§ Provided records:
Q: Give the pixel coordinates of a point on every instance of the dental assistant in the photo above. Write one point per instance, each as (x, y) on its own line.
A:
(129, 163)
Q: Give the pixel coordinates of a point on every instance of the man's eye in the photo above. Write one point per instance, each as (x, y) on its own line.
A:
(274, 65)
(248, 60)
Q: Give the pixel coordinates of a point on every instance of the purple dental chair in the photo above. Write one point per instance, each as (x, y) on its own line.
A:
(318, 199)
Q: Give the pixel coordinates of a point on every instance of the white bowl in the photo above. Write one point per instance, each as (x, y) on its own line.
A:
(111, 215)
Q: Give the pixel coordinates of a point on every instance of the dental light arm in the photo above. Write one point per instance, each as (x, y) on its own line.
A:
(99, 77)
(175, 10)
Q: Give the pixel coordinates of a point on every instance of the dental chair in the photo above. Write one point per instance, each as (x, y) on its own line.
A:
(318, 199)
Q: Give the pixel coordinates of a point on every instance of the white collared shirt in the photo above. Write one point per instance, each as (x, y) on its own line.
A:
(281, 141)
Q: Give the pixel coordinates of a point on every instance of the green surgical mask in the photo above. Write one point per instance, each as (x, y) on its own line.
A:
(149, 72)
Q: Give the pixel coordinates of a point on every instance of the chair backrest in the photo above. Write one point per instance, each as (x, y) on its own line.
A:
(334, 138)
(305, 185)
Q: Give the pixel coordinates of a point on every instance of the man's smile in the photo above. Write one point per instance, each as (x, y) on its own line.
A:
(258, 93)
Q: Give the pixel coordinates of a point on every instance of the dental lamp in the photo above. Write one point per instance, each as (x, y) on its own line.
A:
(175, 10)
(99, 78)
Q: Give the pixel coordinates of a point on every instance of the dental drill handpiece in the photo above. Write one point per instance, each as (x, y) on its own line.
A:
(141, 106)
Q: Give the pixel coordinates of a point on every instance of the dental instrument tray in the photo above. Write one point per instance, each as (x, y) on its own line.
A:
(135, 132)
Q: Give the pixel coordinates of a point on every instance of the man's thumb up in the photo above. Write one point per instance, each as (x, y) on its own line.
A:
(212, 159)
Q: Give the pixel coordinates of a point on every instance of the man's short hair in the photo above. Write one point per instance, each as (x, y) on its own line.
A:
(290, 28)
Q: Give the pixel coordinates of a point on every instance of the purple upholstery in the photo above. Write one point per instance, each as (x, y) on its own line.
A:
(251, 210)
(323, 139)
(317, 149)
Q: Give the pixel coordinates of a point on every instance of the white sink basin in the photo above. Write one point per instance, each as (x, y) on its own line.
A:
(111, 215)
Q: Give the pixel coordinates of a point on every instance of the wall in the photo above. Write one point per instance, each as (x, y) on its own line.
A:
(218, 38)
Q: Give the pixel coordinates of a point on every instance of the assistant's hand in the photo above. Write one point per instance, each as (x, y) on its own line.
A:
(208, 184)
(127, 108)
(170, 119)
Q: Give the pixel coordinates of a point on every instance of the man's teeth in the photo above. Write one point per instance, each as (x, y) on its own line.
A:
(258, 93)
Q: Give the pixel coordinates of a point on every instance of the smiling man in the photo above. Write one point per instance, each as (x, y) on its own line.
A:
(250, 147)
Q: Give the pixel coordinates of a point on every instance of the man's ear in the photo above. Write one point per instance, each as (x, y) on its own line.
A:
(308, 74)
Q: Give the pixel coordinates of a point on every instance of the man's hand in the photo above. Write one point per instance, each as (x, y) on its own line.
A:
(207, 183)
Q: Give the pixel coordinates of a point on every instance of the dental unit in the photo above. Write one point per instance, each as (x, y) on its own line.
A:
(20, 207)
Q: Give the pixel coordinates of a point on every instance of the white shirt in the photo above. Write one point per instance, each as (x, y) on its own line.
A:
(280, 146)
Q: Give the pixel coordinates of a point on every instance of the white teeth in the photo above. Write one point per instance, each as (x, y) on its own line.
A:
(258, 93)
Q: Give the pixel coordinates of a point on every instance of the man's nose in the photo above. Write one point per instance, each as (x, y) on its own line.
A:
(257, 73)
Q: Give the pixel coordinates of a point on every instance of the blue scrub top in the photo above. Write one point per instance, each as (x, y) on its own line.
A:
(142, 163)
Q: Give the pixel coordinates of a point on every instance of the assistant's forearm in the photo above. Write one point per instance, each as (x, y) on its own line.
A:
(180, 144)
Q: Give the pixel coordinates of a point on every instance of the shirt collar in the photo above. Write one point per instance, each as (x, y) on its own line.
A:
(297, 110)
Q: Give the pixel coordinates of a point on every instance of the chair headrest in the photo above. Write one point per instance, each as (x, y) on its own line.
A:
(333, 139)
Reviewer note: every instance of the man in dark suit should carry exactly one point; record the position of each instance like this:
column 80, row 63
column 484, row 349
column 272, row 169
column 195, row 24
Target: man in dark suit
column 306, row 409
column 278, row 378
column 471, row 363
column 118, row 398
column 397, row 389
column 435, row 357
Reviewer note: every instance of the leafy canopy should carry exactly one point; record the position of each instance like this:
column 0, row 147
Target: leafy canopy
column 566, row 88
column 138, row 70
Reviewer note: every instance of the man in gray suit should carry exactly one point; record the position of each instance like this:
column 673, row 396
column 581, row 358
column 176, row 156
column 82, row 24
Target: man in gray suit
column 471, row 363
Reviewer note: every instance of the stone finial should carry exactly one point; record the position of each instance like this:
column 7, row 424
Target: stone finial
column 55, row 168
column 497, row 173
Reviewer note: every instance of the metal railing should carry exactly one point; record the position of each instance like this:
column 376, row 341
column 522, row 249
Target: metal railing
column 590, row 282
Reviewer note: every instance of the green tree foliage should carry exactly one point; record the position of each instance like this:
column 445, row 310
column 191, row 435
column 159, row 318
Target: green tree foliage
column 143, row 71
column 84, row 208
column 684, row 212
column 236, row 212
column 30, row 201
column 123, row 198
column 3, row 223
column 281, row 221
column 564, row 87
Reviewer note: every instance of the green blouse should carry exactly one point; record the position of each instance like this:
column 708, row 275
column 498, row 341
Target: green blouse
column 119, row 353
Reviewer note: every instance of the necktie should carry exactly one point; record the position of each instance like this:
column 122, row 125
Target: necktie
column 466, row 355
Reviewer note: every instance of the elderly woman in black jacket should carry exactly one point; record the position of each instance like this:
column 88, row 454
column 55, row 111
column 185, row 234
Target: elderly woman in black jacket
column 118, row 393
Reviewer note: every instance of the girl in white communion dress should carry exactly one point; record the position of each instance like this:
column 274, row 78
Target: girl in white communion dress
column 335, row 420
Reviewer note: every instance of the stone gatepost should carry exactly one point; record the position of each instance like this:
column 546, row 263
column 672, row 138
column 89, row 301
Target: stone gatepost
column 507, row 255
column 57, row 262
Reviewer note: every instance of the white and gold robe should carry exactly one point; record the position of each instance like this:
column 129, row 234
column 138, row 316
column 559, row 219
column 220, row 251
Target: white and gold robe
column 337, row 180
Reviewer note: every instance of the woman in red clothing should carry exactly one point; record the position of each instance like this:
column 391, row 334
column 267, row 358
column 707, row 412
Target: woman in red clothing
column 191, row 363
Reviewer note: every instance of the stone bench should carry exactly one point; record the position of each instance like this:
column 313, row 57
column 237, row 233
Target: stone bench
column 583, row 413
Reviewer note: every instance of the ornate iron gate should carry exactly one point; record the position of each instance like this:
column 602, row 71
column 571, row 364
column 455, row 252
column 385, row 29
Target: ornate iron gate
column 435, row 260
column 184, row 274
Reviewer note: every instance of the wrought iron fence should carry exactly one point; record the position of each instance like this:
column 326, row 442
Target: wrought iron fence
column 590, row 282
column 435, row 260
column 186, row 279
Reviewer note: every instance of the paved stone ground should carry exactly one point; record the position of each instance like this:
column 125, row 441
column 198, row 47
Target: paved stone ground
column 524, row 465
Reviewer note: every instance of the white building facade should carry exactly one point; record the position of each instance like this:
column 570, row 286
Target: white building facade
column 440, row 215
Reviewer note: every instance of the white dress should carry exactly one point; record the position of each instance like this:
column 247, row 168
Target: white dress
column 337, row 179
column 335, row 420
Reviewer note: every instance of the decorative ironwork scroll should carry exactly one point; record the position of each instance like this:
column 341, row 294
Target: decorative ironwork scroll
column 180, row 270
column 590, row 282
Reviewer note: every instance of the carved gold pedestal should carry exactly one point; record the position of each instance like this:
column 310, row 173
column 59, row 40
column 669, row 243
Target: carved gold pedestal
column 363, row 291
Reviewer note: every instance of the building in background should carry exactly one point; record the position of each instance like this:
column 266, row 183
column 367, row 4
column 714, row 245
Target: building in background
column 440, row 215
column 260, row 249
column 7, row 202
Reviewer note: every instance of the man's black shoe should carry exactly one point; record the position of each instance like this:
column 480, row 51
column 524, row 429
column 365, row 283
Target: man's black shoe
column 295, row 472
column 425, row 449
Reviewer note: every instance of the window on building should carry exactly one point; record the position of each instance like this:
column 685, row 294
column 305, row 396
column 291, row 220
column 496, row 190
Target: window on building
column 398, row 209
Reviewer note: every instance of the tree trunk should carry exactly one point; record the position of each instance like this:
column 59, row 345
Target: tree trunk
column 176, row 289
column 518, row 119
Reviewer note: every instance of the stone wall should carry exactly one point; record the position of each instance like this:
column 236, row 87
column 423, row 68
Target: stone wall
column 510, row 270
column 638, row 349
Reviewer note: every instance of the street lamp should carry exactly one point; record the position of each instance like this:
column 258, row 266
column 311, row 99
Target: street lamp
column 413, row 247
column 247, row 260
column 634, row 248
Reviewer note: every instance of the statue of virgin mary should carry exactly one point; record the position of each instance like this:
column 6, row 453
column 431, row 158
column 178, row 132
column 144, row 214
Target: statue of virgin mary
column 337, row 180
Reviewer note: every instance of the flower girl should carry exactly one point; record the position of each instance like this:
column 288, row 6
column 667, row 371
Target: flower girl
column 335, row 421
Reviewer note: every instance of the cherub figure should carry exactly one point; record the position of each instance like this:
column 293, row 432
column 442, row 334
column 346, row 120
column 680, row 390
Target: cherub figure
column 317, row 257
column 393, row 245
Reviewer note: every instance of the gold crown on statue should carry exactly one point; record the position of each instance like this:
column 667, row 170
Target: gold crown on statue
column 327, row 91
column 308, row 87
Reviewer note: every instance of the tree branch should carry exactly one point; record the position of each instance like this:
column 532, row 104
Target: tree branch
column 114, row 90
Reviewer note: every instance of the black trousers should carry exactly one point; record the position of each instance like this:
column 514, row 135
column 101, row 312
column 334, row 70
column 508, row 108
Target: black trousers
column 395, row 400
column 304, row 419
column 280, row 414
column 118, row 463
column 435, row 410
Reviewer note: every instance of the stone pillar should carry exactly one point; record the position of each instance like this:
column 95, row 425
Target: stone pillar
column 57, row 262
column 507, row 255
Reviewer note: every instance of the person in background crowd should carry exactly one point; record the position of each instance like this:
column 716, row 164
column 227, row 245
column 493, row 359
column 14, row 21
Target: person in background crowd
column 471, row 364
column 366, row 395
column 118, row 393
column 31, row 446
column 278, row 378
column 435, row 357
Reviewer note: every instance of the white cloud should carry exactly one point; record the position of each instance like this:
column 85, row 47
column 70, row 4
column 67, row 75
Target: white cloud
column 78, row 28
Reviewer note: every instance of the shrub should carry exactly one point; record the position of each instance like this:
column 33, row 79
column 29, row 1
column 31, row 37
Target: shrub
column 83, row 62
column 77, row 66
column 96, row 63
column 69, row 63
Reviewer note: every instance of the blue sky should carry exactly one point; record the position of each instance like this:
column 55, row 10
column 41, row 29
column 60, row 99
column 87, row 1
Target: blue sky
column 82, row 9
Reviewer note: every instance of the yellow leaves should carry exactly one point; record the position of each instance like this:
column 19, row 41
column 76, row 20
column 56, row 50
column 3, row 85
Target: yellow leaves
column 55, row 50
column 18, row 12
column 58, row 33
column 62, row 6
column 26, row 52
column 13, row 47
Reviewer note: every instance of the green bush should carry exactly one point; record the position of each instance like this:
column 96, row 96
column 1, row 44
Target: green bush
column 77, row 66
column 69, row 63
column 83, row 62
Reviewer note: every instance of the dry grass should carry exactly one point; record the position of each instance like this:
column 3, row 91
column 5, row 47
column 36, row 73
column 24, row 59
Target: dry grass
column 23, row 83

§ Required action:
From the line holding "column 76, row 20" down to the final line above, copy each line exactly, and leave out everything before it.

§ Reply:
column 76, row 20
column 56, row 50
column 3, row 85
Target: yellow leaves
column 55, row 50
column 18, row 12
column 58, row 33
column 62, row 6
column 26, row 52
column 13, row 47
Reviewer note: every instance of the green bush should carry exactly one point; record the position of each instance like this:
column 96, row 96
column 1, row 44
Target: green bush
column 77, row 66
column 69, row 63
column 83, row 62
Reviewer note: every instance of the dry grass should carry exactly one point; record the position of each instance like this:
column 3, row 91
column 5, row 47
column 36, row 73
column 24, row 59
Target: dry grass
column 23, row 83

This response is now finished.